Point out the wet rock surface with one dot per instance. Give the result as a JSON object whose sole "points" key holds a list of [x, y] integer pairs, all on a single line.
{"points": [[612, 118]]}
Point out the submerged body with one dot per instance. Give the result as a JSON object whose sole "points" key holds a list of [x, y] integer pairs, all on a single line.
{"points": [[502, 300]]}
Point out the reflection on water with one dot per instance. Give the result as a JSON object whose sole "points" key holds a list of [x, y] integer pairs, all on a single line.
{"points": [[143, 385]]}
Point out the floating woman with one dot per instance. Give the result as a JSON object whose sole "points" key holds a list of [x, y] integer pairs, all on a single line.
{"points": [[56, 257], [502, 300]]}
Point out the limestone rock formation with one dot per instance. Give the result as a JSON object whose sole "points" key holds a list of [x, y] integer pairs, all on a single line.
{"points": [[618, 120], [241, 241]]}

========

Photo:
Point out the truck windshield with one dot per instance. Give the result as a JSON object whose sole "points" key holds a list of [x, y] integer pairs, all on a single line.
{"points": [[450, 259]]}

========

How many lines in the items above contain the word "rock"? Reply with the number alone.

2